● **Passage source**
━━━━━━━━━━━━━━━━━━━━━━━━━━━━━━
Mais l'évidence est parfois mise en question : il était, par exemple, évident que le Soleil tournait autour de la Terre.

L'évidence ne risque-t-elle donc pas de nous faire prendre pour des vérités de simples opinions préconçues? Il faut donc se demander à quelles conditions l'évidence n'est pas un préjugé. Les ambiguïtés de l'évidence L'évidence comme préjugé La question donne à penser, par sa formulation, que l'évidence est souvent préjugé.

Un préjugé, au sens ordinaire, est un jugement (une opinion, une idée) qu'on tient pour vrai avant d'avoir réfléchi pour savoir s'il est ou non justifié.

Dans la mesure où le préjugé n'est pas nommé comme tel par celui qui le soutient (ce serait reconnaître qu'on n'a pas réfléchi, donc n'être plus tout à fait sur le plan du préjugé), l'idée de préjugé enveloppe l'idée d'une certaine évidence qui s'impose au sujet.

Soit, par exemple, le préjugé ethnocentriste : celui qui appartient à une société tend à juger les autres sociétés selon les valeurs de sa propre société, sans être d'abord conscient de la relativité de celles-ci.

On peut dire que les valeurs de notre culture sont plus «évidentes» pour nous, que celles des autres cultures.

C'est d'ailleurs dans un même mouvement que préjugé et sentiment d'évidence sont ébranlés parla réflexion.

Mais l'évidence est-elle réductible au préjugé ? L'évidence ambiguë Le mot évidence contient d'abord l'idée d'une soumission de l'esprit, qui ne pourrait éviter de donner son accord, en présence d'un fait ou d'une idée.

On voit qu'on risque alors de tenir pour vrai ce qui ne l'est pas, d'être victime du préjugé, et on comprend que Bachelard puisse écrire: «Toute vérité nouvelle naît malgré l'évidence» (Le Nouvel Esprit scientifique, PUF, p.

7).

Mais Bachelard oppose ailleurs «l'adhésion immédiate à un objet concret», attitude préscientifique, à «l'évidence rationnelle» (La Formation de l'Esprit scientifique, Vrin, p.

240).

Il y a donc évidence et évidence.

Il faut approfondir l'analyse. L'évidence, critère du vrai Précipitation et prévention Elles constituent, selon Descartes, les deux sources principales de nos erreurs.

Il y a précipitation lorsque l'esprit tient une idée pour vraie avant l'examen qui permettrait de fonder cette décision : il se laisse emporter par ce qu'on pourrait nommer des évidences immédiates non critiquées.
━━━━━━━━━━━━━━━━━━━━━━━━━━━━━━
● **Consignes**
a – D'après le passage source, quelles sont, selon Descartes, les deux sources principales de nos erreurs ?
b – Recopiez mot pour mot un extrait du passage source, en commençant aux mots « Dans la mesure » et en vous arrêtant après « ébranlés parla réflexion. ».

● **Lignes de données**
━━━━━━━━━━━━━━━━━━━━━━━━━━━━━━
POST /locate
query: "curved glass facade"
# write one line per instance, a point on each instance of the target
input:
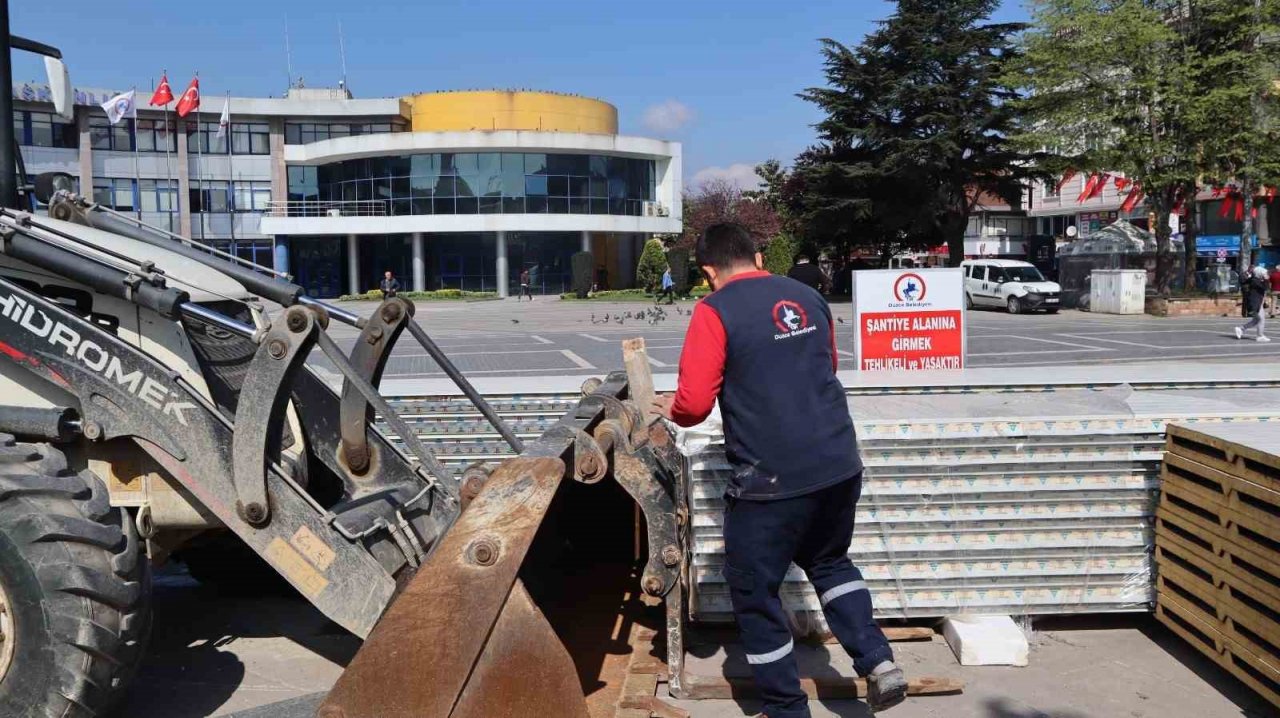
━━━━━━━━━━━━━━━━━━━━━━━━━━━━━━
● **Résultats finaux**
a – La précipitation et la prévention.

b –
Dans la mesure où le préjugé n'est pas nommé comme tel par celui qui le soutient (ce serait reconnaître qu'on n'a pas réfléchi, donc n'être plus tout à fait sur le plan du préjugé), l'idée de préjugé enveloppe l'idée d'une certaine évidence qui s'impose au sujet.

Soit, par exemple, le préjugé ethnocentriste : celui qui appartient à une société tend à juger les autres sociétés selon les valeurs de sa propre société, sans être d'abord conscient de la relativité de celles-ci.

On peut dire que les valeurs de notre culture sont plus «évidentes» pour nous, que celles des autres cultures.

C'est d'ailleurs dans un même mouvement que préjugé et sentiment d'évidence sont ébranlés parla réflexion.